Information supplied:
▽
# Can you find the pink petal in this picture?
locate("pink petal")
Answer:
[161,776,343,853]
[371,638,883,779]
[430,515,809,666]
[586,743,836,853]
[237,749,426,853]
△
Copy out all of the material above, line for line, with no changes.

Correct result:
# Can you find the pink petal in this picture?
locate("pink petal")
Answer:
[161,776,343,853]
[371,638,883,779]
[430,515,809,666]
[586,743,836,853]
[237,749,426,853]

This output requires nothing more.